## [Brief]
Express the stretch from the line containing "Task: locate the wooden" through the end of the rows as a JSON list of strings, with one string per line and blank lines omitted.

## [Information shown]
────────
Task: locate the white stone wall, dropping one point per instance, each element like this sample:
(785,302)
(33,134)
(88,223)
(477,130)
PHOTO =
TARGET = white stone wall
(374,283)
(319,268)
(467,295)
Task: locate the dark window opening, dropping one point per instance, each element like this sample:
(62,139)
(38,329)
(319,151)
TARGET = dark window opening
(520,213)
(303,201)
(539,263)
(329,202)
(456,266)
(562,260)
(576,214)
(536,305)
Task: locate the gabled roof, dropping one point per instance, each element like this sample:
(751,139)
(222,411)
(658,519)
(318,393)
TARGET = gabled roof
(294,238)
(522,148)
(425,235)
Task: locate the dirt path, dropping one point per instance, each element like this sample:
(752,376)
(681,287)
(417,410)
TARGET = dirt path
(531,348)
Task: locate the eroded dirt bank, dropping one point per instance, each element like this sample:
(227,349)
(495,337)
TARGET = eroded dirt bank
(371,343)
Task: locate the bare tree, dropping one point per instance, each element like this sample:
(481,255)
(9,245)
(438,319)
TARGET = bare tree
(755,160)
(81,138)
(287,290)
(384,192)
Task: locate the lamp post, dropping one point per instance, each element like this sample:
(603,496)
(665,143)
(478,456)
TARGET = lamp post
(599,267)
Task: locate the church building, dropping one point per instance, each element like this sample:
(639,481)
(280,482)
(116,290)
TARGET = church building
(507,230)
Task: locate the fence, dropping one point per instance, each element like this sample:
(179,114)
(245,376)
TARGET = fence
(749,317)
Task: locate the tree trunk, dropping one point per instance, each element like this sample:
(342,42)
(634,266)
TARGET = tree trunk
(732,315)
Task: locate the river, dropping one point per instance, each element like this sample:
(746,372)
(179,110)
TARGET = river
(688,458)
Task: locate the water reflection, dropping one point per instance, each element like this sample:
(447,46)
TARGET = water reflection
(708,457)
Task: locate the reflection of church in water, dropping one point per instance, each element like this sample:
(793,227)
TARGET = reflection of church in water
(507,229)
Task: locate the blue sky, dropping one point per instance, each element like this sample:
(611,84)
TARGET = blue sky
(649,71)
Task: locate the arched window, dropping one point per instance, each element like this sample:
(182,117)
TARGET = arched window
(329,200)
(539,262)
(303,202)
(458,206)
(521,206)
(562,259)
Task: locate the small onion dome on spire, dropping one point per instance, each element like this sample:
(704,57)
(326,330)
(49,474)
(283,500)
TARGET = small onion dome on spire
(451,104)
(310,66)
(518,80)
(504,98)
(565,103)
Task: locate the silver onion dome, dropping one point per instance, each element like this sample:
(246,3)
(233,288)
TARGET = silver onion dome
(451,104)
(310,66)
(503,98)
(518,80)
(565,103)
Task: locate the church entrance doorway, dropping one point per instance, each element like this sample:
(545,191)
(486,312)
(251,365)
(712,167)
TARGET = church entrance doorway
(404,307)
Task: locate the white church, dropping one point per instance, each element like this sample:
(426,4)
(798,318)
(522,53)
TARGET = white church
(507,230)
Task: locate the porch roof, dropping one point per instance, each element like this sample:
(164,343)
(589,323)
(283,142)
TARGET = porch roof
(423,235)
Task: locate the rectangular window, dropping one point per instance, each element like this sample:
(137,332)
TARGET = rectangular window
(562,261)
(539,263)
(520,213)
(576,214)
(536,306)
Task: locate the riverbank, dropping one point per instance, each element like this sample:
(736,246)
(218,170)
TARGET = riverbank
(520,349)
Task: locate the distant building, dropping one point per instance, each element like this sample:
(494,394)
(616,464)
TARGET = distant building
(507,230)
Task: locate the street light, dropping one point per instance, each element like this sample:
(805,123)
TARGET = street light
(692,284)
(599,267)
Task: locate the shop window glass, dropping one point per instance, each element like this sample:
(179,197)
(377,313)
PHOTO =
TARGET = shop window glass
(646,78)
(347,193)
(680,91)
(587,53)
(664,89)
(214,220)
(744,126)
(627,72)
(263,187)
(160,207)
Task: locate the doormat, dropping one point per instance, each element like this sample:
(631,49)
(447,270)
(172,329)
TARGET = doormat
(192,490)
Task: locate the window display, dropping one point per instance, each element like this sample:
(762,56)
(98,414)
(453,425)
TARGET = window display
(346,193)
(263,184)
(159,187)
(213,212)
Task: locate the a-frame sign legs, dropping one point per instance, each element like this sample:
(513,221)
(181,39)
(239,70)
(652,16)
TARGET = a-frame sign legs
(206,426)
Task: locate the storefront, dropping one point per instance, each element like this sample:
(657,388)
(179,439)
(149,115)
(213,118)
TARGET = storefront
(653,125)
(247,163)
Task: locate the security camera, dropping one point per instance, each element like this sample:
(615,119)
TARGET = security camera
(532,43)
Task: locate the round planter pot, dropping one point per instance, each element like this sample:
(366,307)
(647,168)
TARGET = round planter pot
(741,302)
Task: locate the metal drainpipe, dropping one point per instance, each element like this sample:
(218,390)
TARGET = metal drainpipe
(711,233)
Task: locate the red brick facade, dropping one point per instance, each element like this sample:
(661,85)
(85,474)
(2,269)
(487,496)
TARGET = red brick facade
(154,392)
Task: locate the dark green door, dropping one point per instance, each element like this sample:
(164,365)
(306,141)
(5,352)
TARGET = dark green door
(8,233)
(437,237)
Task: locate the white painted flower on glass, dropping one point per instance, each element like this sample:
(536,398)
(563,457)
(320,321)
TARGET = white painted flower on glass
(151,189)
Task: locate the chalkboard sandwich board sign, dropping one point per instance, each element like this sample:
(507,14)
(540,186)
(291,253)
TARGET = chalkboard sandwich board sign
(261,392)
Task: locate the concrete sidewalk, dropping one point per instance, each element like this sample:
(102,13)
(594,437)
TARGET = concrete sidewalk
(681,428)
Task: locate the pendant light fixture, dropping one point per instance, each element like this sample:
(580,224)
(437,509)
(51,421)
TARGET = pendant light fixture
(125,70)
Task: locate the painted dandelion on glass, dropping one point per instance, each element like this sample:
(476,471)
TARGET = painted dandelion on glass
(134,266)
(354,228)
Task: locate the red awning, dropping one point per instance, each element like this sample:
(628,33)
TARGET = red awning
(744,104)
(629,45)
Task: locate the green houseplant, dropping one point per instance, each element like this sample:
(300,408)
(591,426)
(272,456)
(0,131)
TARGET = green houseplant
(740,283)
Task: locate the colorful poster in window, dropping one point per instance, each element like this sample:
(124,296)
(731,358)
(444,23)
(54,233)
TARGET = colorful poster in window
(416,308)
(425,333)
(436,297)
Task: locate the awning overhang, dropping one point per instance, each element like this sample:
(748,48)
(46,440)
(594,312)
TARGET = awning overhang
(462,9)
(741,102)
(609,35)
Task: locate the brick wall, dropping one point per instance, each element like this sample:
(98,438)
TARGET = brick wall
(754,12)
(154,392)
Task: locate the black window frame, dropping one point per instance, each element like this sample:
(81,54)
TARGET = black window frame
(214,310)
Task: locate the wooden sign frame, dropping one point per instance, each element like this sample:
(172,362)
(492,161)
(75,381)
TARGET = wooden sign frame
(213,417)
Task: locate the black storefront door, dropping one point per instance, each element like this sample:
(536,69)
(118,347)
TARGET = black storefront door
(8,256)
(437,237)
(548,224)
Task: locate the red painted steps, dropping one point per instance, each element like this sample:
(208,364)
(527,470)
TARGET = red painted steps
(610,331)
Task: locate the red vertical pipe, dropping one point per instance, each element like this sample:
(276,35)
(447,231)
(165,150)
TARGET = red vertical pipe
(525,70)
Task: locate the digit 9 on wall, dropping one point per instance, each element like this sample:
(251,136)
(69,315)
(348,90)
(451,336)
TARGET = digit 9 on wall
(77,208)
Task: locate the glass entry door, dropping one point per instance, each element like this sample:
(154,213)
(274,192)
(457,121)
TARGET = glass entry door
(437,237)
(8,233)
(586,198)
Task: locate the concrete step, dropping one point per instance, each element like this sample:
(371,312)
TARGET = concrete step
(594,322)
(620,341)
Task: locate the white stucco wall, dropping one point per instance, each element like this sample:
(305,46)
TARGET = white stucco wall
────────
## [The answer]
[
  "Task: locate the wooden sign frame, dropping one point per instance, each element like this sample:",
  "(172,362)",
  "(492,161)",
  "(75,381)",
  "TARGET = wooden sign frame",
  "(213,417)",
  "Task: locate the black storefront door, dropping one point per instance, each element like this sample:",
  "(536,69)",
  "(118,347)",
  "TARGET = black storefront door",
  "(8,256)",
  "(437,237)",
  "(548,224)",
  "Task: locate the red painted steps, dropping one point per instance, each element like this sample:",
  "(208,364)",
  "(527,470)",
  "TARGET = red painted steps",
  "(610,331)",
  "Task: locate the red vertical pipe, dropping one point per instance, each element like this sample:",
  "(276,35)",
  "(447,231)",
  "(165,150)",
  "TARGET = red vertical pipe",
  "(525,70)",
  "Task: locate the digit 9 on wall, dropping one point per instance, each element like this sample:",
  "(251,136)",
  "(69,315)",
  "(348,90)",
  "(451,336)",
  "TARGET = digit 9 on wall",
  "(77,208)",
  "Task: locate the glass entry door, dropping one point per instance, each element like this sample:",
  "(154,213)",
  "(274,192)",
  "(457,121)",
  "TARGET = glass entry door",
  "(437,237)",
  "(8,233)",
  "(586,198)",
  "Task: locate the concrete step, dropping one point per instance, each element like this sample:",
  "(371,312)",
  "TARGET = concrete step",
  "(594,322)",
  "(620,341)",
  "Task: locate the white stucco wall, dropping one point per instance, each element like this sample:",
  "(305,46)",
  "TARGET = white stucco wall"
]